Count the lines below that contain the string "pole" and reply with the number alone.

+--

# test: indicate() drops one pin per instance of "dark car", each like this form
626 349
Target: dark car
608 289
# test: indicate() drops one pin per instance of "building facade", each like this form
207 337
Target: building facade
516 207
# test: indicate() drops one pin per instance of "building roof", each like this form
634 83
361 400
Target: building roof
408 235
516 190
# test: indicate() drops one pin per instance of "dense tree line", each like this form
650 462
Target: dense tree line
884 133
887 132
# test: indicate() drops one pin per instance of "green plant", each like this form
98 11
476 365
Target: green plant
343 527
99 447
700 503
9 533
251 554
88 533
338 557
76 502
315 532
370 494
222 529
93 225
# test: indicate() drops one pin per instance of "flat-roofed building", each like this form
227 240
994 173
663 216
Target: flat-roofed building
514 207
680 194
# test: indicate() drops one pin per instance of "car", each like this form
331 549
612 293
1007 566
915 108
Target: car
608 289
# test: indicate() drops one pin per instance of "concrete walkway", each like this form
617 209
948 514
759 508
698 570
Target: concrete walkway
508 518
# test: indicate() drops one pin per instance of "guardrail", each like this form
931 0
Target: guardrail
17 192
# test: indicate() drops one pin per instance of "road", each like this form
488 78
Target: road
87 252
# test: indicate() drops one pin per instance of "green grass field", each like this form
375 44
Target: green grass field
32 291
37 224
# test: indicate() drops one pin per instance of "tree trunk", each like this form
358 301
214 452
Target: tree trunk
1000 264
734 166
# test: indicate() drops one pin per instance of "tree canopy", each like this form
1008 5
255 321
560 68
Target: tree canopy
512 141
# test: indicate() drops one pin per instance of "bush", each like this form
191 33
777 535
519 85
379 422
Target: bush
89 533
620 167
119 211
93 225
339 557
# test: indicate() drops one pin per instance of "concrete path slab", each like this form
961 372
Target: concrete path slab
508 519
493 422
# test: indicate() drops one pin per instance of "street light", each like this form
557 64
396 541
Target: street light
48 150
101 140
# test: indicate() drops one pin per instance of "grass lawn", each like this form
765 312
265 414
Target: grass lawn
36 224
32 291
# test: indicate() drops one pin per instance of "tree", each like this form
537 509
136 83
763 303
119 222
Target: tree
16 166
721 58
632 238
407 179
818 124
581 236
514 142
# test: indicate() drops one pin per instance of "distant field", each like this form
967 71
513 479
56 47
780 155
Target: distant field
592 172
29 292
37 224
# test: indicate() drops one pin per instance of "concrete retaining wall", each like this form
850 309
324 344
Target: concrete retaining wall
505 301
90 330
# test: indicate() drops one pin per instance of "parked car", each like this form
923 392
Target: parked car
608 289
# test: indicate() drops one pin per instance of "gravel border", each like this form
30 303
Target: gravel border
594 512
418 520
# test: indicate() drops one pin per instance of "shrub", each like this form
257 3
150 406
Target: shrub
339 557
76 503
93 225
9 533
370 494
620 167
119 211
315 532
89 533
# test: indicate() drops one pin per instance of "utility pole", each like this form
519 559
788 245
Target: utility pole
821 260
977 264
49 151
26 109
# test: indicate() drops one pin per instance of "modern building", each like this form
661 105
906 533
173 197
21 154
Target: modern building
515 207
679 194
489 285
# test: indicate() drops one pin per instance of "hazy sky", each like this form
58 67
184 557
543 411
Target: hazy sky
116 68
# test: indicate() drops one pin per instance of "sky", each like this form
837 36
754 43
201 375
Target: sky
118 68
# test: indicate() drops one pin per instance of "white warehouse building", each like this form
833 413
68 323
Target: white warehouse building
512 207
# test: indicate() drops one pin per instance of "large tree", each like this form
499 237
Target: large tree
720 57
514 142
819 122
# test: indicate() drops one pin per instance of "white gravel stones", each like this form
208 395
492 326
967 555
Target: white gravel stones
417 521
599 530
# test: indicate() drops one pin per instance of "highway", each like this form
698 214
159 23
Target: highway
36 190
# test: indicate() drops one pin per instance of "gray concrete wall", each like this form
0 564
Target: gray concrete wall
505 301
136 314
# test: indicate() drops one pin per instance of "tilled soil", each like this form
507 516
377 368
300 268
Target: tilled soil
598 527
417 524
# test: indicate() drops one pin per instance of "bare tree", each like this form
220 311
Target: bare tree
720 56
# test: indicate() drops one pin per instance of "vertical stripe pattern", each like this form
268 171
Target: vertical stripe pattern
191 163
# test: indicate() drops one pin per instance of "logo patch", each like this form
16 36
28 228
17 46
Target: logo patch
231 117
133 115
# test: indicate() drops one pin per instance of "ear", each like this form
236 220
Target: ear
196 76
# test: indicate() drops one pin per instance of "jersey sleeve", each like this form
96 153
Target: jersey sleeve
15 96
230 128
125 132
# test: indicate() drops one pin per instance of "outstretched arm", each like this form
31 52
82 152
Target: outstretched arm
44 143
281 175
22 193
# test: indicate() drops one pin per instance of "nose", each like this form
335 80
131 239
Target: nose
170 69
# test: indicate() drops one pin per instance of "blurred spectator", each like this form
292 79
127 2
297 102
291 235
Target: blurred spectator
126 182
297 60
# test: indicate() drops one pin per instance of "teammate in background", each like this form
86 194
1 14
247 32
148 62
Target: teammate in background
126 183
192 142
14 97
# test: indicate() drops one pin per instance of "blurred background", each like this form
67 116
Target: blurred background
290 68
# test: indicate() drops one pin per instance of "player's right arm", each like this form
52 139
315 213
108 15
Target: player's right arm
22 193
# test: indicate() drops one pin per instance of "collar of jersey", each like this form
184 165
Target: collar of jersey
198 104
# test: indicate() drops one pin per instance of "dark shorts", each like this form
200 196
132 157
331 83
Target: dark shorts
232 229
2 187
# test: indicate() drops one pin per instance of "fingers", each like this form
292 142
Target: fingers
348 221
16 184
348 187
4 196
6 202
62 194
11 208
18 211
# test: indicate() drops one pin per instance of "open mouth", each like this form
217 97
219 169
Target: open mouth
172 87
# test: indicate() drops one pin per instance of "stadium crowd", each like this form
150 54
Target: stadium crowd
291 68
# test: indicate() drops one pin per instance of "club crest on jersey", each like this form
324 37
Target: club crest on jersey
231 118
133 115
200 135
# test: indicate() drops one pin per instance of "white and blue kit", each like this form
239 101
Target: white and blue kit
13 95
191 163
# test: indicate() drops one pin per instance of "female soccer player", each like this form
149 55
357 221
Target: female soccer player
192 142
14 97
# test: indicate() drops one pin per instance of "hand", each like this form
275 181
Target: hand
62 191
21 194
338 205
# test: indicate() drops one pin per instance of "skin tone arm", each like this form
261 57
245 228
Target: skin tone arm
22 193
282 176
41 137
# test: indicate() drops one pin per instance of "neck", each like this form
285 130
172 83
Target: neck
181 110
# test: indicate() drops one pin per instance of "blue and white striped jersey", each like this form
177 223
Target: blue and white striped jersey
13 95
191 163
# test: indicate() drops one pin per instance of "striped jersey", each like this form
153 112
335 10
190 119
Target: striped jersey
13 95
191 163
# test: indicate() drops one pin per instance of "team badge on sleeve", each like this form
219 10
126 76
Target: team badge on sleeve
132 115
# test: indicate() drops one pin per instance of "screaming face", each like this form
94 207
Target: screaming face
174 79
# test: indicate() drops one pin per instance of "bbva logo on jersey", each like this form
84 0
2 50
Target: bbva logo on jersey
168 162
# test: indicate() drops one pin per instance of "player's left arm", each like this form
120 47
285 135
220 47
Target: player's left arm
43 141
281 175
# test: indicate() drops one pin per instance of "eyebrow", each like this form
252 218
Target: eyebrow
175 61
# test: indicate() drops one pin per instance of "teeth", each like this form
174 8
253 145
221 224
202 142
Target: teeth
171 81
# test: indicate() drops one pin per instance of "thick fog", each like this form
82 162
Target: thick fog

+--

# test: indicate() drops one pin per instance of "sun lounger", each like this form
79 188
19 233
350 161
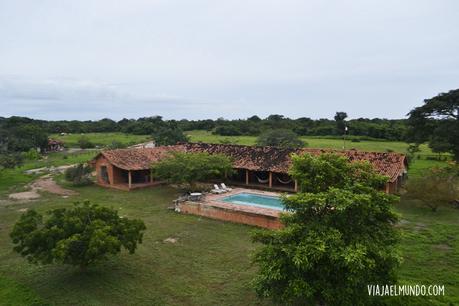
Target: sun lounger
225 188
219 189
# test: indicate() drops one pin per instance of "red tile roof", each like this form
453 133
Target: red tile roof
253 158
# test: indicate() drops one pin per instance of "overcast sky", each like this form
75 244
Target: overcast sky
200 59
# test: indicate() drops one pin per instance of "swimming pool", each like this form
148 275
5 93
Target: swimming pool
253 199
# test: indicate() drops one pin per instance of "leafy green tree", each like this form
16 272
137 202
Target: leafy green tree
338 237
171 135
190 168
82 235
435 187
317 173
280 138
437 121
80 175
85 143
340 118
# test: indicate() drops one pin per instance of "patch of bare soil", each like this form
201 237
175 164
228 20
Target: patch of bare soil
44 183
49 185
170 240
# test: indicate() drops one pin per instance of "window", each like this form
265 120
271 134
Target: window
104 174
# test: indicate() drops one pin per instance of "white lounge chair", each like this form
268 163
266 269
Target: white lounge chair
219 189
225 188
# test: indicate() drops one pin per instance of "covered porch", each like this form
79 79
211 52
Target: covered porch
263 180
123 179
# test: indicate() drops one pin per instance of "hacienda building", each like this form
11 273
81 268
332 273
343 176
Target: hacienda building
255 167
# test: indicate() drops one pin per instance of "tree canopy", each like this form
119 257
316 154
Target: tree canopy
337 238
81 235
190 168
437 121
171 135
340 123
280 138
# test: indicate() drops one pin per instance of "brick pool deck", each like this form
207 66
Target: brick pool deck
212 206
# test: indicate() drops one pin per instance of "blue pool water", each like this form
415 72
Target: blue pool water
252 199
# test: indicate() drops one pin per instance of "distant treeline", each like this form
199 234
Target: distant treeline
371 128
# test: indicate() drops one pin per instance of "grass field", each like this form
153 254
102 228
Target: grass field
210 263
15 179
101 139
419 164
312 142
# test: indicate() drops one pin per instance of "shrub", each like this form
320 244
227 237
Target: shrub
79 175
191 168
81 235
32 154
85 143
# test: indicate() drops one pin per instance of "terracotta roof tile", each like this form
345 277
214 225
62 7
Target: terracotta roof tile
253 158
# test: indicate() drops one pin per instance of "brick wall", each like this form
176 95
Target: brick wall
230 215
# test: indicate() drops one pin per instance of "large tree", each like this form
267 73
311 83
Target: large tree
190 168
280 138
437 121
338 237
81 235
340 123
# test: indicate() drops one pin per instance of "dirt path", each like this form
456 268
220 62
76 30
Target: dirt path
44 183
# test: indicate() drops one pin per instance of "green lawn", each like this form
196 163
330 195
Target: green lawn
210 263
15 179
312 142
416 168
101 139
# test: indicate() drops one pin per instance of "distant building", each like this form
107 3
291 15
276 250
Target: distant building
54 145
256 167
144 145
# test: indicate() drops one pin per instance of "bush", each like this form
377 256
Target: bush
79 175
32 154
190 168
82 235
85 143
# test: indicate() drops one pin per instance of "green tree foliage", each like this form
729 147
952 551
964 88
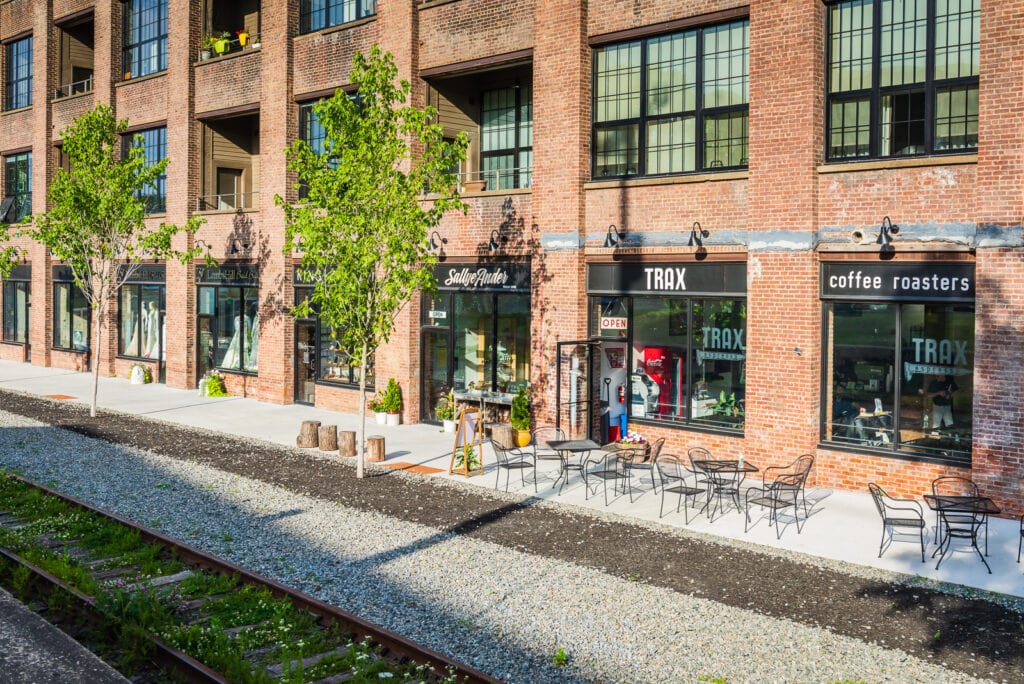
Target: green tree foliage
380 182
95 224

+--

● ANSWER TO THE TASK:
2